**DOCUMENT EXCERPT:**
[Start of section]

Aisea Taoka

Aisea Taoka (born 1946) is a former Fijian civil servant and police officer, who served as the Commissioner of Prisons from 1996 to 2006, when he was dismissed by the military administration that seized power on 5 December that year. He had previously served for 31 years in the Police force.

Taoka hails from Ketei on the island of Totoya, in the Lau archipelago. Under the pretext of taking him to see an eye surgeon in Suva, his father Rupeni Raga smuggled him out of his village in January 1953, in order to educate him. (At that time, it was permitted to leave the village only for medical reasons). Living with relatives in Bagasau, he was educated at Suva Methodist Boys School and subsequently at Lelean Memorial School, graduating in 1964. During this time, his immediate family moved to Suva. On leaving high school, Taoka enlisted in the police training school.

Home Affairs Minister Paul Manueli appointed him to lead a Commission of Inquiry into an outbreak at Naboro prison in 1994. Two years later, he was appointed Prisons' Commissioner.

[End of section]

**PROBLEM SET:**
1. Answer these questions about the Aisea Taoka passage:
(a) In what month and year did Taoka's father take him out of his village?
(b) Which minister appointed Taoka to lead the Commission of Inquiry into the Naboro prison outbreak?
(c) How many years had Taoka served in the Police force before becoming Commissioner of Prisons?
2. Can you write what comes next in the Aisea Taoka passage, picking up after its final sentence?
The listing has nothing to do with this work.

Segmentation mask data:
[Start of section]

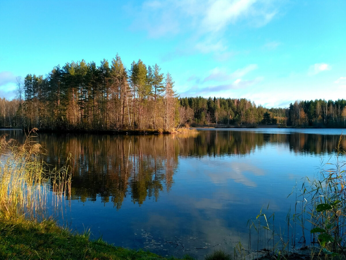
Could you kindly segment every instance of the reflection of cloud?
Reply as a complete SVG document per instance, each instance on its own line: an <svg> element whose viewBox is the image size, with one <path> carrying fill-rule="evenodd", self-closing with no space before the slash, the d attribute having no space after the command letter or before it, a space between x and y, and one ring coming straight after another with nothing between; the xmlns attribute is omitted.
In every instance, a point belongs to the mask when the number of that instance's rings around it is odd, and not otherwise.
<svg viewBox="0 0 346 260"><path fill-rule="evenodd" d="M0 86L8 83L15 84L16 83L16 76L10 71L0 72Z"/></svg>
<svg viewBox="0 0 346 260"><path fill-rule="evenodd" d="M229 37L225 37L229 27L240 22L254 27L265 25L277 13L277 2L147 1L139 6L130 4L128 11L131 14L133 21L130 25L131 29L144 30L152 38L173 39L179 36L179 42L184 44L183 49L188 51L182 55L190 55L196 51L211 52L216 59L220 60L229 58L231 53L226 44ZM171 54L163 59L176 57Z"/></svg>
<svg viewBox="0 0 346 260"><path fill-rule="evenodd" d="M272 50L276 49L280 44L280 43L278 42L271 42L266 43L264 47L266 49Z"/></svg>
<svg viewBox="0 0 346 260"><path fill-rule="evenodd" d="M256 175L263 175L263 170L248 163L233 162L224 166L228 171L218 172L216 174L208 174L214 183L222 183L225 180L231 179L238 183L242 183L248 187L257 187L257 184L245 176L246 172L249 172Z"/></svg>
<svg viewBox="0 0 346 260"><path fill-rule="evenodd" d="M316 63L310 66L308 74L312 76L318 74L322 71L330 70L331 69L330 66L325 63Z"/></svg>
<svg viewBox="0 0 346 260"><path fill-rule="evenodd" d="M181 96L194 96L196 95L203 96L209 96L210 93L214 94L220 93L222 92L232 89L245 89L255 84L260 83L263 80L262 77L257 77L256 78L249 80L243 80L237 79L233 83L220 85L201 87L195 85L192 87L185 90L180 92Z"/></svg>
<svg viewBox="0 0 346 260"><path fill-rule="evenodd" d="M335 84L339 84L342 86L346 86L346 77L340 77L334 81L334 83Z"/></svg>
<svg viewBox="0 0 346 260"><path fill-rule="evenodd" d="M232 73L227 73L224 69L216 67L211 71L210 74L203 80L203 82L213 81L224 81L233 79L242 78L251 71L258 68L257 64L250 64L242 69L238 69Z"/></svg>

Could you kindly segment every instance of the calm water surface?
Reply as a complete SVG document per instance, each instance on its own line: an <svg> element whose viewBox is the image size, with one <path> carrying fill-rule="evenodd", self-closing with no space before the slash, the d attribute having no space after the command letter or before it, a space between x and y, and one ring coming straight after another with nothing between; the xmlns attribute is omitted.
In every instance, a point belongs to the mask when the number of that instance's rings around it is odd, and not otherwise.
<svg viewBox="0 0 346 260"><path fill-rule="evenodd" d="M295 201L288 195L334 159L342 131L42 133L36 139L48 163L62 165L69 153L74 158L72 195L57 215L62 224L81 232L90 228L92 237L102 235L117 246L201 259L216 249L233 253L239 241L247 246L248 220L268 204L277 228L285 226ZM7 131L21 138L19 131Z"/></svg>

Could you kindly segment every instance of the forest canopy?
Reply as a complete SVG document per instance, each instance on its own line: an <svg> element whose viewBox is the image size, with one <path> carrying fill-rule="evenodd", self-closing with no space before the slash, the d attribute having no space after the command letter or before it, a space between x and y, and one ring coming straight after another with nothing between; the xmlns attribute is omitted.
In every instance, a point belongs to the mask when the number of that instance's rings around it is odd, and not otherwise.
<svg viewBox="0 0 346 260"><path fill-rule="evenodd" d="M46 76L18 79L17 98L0 98L0 127L66 130L159 129L185 124L227 126L346 126L346 101L296 101L268 109L245 98L179 97L174 82L157 64L139 59L127 69L117 54L66 63Z"/></svg>

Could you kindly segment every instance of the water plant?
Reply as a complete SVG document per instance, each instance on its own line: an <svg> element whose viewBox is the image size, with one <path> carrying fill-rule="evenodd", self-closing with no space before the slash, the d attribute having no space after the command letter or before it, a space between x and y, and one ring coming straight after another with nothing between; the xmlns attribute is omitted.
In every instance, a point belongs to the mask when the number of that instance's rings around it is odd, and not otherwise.
<svg viewBox="0 0 346 260"><path fill-rule="evenodd" d="M249 252L253 235L251 231L254 229L257 236L256 253L252 254L254 257L258 258L266 254L289 258L298 244L301 248L308 248L307 241L311 242L309 248L311 259L346 259L346 162L342 157L345 153L341 147L343 138L340 136L334 162L331 158L326 163L322 162L316 176L311 180L305 177L301 189L296 184L289 195L295 195L296 202L294 212L290 208L288 210L286 227L276 229L274 213L268 213L269 205L266 212L261 209L255 219L248 221ZM300 229L302 233L298 235ZM306 237L308 233L311 234L309 240Z"/></svg>
<svg viewBox="0 0 346 260"><path fill-rule="evenodd" d="M21 144L5 135L0 137L1 218L42 219L48 216L46 210L50 187L55 196L70 190L71 175L67 166L46 170L40 157L42 147L33 140L37 130L31 130Z"/></svg>

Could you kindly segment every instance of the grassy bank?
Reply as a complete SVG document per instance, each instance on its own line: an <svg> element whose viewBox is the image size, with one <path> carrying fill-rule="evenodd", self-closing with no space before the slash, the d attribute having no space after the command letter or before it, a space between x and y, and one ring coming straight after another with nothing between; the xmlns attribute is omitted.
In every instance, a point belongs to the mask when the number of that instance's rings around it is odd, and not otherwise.
<svg viewBox="0 0 346 260"><path fill-rule="evenodd" d="M33 139L36 130L22 144L0 137L0 259L166 259L91 241L89 232L73 234L49 219L47 194L57 207L70 194L71 169L45 170L42 148Z"/></svg>
<svg viewBox="0 0 346 260"><path fill-rule="evenodd" d="M186 259L189 259L188 258ZM72 234L51 220L0 219L0 259L166 259L148 252L91 241L89 234ZM170 259L174 259L173 258Z"/></svg>
<svg viewBox="0 0 346 260"><path fill-rule="evenodd" d="M59 134L61 133L96 133L103 135L155 135L155 134L169 134L172 133L194 133L196 130L189 128L180 127L179 128L172 128L169 130L164 130L162 129L122 129L116 130L87 130L78 129L62 129L59 130L52 130L50 129L40 129L39 132L42 133L55 133ZM27 133L29 132L28 130L25 130Z"/></svg>

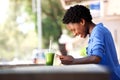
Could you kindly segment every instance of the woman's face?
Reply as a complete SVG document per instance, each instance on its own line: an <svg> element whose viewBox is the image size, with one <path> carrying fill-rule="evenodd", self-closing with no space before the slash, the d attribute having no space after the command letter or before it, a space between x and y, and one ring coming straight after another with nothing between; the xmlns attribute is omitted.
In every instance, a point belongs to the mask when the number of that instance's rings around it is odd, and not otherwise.
<svg viewBox="0 0 120 80"><path fill-rule="evenodd" d="M81 38L85 38L88 34L88 29L87 26L85 26L85 22L69 23L67 24L67 29L70 30L74 36L80 36Z"/></svg>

[End of section]

**RESPONSES FOR EACH TASK:**
1.
(a) January 1953
(b) Home Affairs Minister Paul Manueli
(c) 31 years

2.
Taoka was a strong proponent of law and order and was unsympathetic to criticisms of prison conditions. In his submission on 14 February 2006 to the parliamentary committee studying the proposed Prisons and Corrections Bill, Taoka said that those in prison had never considered their victims' rights, so it was out of order for them to complain of their imprisonment conditions being a violation of their own rights. "These are the people who trample on the rights of law-abiding citizens; their right to privacy, their right to ownership of property, their right to life ... these are the people who are charged with killing, and you want to read the human rights hand book to me," the Fiji Times quoted him as saying. The condition of prisons was what the government could afford, he said.

His comments drew a sharp response from Shaista Shameem, Director of the Fiji Human Rights Commission, who was quoted in the Times on 16 February that prisoners were human beings who had the right to live with dignity.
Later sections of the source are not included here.